*** Data provided ***
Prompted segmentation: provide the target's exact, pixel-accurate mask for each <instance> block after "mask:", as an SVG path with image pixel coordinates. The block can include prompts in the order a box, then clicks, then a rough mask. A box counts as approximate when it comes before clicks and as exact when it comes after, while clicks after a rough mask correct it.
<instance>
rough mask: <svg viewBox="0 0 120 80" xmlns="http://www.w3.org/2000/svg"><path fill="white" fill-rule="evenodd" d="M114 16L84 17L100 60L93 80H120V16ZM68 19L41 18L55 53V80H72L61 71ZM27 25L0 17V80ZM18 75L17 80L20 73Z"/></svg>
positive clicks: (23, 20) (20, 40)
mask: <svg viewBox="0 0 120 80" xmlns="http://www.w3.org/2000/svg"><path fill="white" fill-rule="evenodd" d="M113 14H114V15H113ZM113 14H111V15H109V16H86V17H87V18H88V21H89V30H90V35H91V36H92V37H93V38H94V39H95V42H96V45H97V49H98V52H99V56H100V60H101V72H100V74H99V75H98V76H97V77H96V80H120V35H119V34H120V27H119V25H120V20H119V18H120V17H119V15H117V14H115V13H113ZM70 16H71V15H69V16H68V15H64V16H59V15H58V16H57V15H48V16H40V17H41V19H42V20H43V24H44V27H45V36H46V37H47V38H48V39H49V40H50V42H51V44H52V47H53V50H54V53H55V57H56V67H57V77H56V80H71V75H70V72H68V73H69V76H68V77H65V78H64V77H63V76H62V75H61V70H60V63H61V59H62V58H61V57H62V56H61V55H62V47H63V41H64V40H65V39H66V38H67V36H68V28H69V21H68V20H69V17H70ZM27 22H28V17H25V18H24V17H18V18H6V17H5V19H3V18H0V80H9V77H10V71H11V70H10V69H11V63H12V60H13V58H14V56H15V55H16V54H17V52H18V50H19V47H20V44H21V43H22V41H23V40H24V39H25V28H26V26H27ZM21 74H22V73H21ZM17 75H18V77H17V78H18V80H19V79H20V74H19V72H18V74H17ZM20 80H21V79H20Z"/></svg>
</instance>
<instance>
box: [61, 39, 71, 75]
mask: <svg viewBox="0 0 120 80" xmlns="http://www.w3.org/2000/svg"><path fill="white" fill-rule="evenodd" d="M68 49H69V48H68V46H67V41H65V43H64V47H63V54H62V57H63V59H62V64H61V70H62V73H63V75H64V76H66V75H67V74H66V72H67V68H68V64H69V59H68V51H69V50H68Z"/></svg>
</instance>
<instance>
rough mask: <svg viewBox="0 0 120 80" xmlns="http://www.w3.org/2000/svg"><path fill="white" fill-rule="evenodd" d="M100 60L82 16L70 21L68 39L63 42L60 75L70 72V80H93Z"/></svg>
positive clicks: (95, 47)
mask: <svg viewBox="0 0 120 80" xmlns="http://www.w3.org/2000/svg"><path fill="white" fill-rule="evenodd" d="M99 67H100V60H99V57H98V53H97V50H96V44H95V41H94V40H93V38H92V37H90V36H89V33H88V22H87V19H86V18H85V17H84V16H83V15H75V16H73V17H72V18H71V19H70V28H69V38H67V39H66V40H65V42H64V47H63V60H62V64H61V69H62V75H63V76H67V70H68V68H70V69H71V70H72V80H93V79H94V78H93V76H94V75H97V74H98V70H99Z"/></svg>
***
What is being asked:
Your answer should be a single number: the count of lines in these records that hold the string "rough".

Solution:
3